REQUIRED WORK
Skip the pictures. Transcribe the rest of the data below without changing a word.

DATA LISTING
----------
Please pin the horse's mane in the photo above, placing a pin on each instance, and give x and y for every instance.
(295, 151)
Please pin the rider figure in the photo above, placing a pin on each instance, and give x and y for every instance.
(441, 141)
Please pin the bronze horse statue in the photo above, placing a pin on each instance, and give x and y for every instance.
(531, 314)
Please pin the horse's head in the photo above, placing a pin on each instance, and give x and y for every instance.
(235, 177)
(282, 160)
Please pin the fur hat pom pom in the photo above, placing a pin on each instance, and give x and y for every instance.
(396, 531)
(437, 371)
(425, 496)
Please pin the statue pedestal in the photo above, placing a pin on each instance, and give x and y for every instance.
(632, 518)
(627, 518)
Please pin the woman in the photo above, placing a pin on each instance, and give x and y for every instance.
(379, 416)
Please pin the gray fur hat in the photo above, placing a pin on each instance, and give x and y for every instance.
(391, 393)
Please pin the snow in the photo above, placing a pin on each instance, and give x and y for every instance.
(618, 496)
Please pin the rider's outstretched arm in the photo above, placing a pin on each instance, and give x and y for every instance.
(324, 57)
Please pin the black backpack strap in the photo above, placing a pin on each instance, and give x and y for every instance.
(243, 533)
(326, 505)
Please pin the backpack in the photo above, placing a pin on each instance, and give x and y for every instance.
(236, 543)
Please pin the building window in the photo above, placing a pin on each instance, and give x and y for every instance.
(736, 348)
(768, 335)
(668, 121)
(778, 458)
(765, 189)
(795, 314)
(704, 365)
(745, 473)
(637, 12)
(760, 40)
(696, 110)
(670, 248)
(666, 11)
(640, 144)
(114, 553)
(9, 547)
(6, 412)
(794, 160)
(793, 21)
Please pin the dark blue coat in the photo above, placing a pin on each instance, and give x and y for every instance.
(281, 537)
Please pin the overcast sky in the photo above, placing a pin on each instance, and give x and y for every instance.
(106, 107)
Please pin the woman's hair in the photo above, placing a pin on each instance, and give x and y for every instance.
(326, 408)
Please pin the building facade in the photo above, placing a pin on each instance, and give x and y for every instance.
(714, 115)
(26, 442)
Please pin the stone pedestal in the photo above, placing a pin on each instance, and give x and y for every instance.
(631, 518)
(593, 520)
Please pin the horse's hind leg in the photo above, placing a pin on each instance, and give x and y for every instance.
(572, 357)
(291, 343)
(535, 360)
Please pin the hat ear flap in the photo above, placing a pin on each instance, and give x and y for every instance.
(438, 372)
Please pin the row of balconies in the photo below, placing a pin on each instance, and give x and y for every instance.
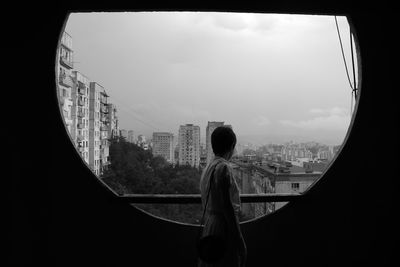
(64, 80)
(66, 63)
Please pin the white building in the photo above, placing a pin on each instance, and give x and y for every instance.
(163, 145)
(80, 113)
(104, 131)
(189, 145)
(65, 83)
(131, 137)
(113, 130)
(124, 133)
(94, 126)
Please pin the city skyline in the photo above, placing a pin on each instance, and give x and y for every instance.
(146, 81)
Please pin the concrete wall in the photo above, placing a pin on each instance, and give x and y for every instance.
(65, 216)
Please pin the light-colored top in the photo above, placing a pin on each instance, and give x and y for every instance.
(223, 170)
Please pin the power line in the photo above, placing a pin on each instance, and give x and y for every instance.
(354, 86)
(344, 58)
(134, 116)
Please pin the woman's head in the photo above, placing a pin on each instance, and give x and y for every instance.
(223, 141)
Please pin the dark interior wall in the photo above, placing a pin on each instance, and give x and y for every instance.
(62, 215)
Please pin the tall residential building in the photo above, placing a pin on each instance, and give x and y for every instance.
(163, 145)
(65, 83)
(113, 129)
(189, 145)
(141, 141)
(104, 131)
(80, 113)
(124, 133)
(131, 136)
(94, 126)
(211, 126)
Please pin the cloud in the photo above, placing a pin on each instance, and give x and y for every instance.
(327, 119)
(261, 121)
(330, 111)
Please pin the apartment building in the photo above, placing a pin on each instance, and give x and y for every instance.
(113, 129)
(65, 83)
(94, 126)
(104, 131)
(131, 136)
(189, 145)
(163, 145)
(80, 113)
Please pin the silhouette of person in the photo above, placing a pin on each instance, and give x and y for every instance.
(223, 206)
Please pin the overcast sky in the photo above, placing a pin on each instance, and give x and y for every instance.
(273, 77)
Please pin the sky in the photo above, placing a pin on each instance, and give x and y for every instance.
(273, 77)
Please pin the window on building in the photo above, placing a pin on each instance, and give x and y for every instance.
(295, 186)
(244, 58)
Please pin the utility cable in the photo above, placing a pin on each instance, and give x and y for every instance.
(134, 116)
(344, 58)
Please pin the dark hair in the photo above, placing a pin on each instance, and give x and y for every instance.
(223, 139)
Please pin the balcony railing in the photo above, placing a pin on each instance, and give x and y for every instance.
(66, 63)
(196, 198)
(64, 80)
(81, 91)
(80, 137)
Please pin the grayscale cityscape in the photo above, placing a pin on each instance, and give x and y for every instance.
(169, 160)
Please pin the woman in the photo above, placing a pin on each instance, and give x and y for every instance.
(223, 206)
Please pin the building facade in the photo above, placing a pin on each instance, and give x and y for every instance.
----------
EXPECTED ANSWER
Please pin the horse's mane in the photo above, placing a pin on each instance, and give x and y for every instance.
(295, 151)
Please pin the rider figure in the photo above, placing a pin on each instance, and give x and y for every instance.
(441, 141)
Please pin the bronze horse statue in the photo above, placing a pin on each instance, and give x and y for every instance.
(531, 314)
Please pin the horse's head in the photo above, placing a pin on each instance, and give x and y for every instance.
(235, 177)
(282, 160)
Please pin the fur hat pom pom in the photo above, placing a pin on each instance, and give x and y for every instance.
(396, 531)
(437, 371)
(425, 496)
Please pin the statue pedestal in the photo above, placing a pin on each instance, and give x and y for every instance.
(632, 518)
(627, 518)
Please pin the woman in the photo above, placing a pin on each instance, and give x and y for every instance.
(379, 416)
Please pin the gray fur hat in the photo above, placing a pin on each instance, and give x and y for every instance.
(391, 393)
Please pin the snow in the photo above, placing a pin on each instance, and give x and y for every instance.
(618, 496)
Please pin the rider's outstretched arm in the photo above, placing a pin on each instance, and give x and y for every instance.
(324, 57)
Please pin the black backpack strap in the photo above, placing a pin on each instance, and give x and y for every instance.
(243, 533)
(326, 505)
Please pin the backpack in the photo above, placing a pin on each instance, and give x and y for every instance.
(236, 543)
Please pin the building window in the photo above, placing a pin on each instance, and give x and y for every instance.
(736, 348)
(768, 335)
(668, 121)
(778, 458)
(765, 189)
(795, 314)
(704, 365)
(745, 473)
(637, 12)
(760, 40)
(696, 110)
(670, 248)
(666, 11)
(640, 144)
(114, 553)
(9, 547)
(6, 412)
(794, 160)
(793, 21)
Please pin the dark blue coat in the photo above, placing a pin on each instance, and give x and y for every instance.
(281, 537)
Please pin the overcast sky in the photo above, placing a pin on each instance, and give x and y for every instance.
(106, 107)
Please pin the woman's hair in the photo above, placing a pin on each instance, and give x and y for every instance.
(326, 408)
Please pin the building facade in the photo above, placing a pin on each instance, and give x and y for every instance.
(714, 115)
(26, 442)
Please pin the stone pedestal in the photo above, placing a pin on each instance, and give x and y for every instance.
(631, 518)
(593, 520)
Please pin the horse's hind leg in the photo above, placing a pin on each instance, and give x and y for every instance.
(572, 357)
(291, 343)
(535, 360)
Please pin the hat ear flap in the photo above, placing a pin on each instance, and give x and y for every instance.
(438, 372)
Please pin the row of balconies in the photo below, placing a pin on each instance, and give x and y for every instance.
(64, 80)
(66, 63)
Please pin the white building in the photo above, placing a pin on each instance, and give x and y for every instance.
(163, 145)
(80, 113)
(104, 131)
(189, 145)
(65, 83)
(131, 137)
(113, 130)
(124, 133)
(94, 126)
Please pin the city skyline in the photo above, placing a pin on each instance, and give x and y for every instance.
(146, 81)
Please pin the concrete wall in the photo above, placing a pin on each instance, and give x and y for every instance.
(65, 216)
Please pin the light-colored top in the photo above, placing a pin on each instance, and give x and y for every instance.
(223, 170)
Please pin the power line in the photo above, placing a pin on each instance, and give x and y for every instance.
(354, 86)
(344, 58)
(134, 116)
Please pin the woman's head in the photo above, placing a pin on each instance, and give x and y for every instance.
(223, 141)
Please pin the dark interior wall in the photo above, placing a pin on each instance, and give x and y for every instance.
(62, 215)
Please pin the tall residential building in the photo above, placing a pin on each instance, and give x and y for every instance.
(163, 145)
(65, 83)
(113, 129)
(189, 145)
(141, 141)
(104, 131)
(80, 113)
(124, 133)
(131, 136)
(94, 126)
(211, 126)
Please pin the cloud in the photo above, placing a pin on each instance, and give x and y for every instance.
(327, 119)
(261, 121)
(330, 111)
Please pin the apartment building in the photo above, placing a pin on each instance, and give x and y for every instance.
(113, 129)
(65, 83)
(94, 126)
(104, 131)
(131, 136)
(189, 145)
(163, 145)
(80, 113)
Please pin the silhouette of person in the photo above, placing a pin on each instance, and give x and y for every instance.
(223, 206)
Please pin the overcast sky in the photo above, placing a pin on each instance, and give x and y for every instance.
(273, 77)
Please pin the sky in the photo above, placing a pin on each instance, and give x and y for every instance.
(273, 77)
Please pin the window on building in the photo above, placing a pin on each instance, and give x and y for every instance.
(295, 186)
(244, 58)
Please pin the utility cable in the photo above, placing a pin on each instance, and give x and y for every instance.
(134, 116)
(344, 58)
Please pin the dark hair in the photo above, placing a pin on each instance, and give x and y for every instance.
(223, 139)
Please pin the balcony railing in the photo above, placing a pin on each instance, and give x and y for every instance.
(66, 63)
(196, 198)
(64, 80)
(81, 91)
(80, 137)
Please pin the grayscale cityscape in the photo above, placing a pin on each instance, and give x and y for every instance.
(169, 160)
Please pin the woman in the photo above, placing a pin on each instance, and give x and y for every instance.
(223, 206)
Please pin the building facade in the photo above, placing a pin on each instance, and give x and y for every instance.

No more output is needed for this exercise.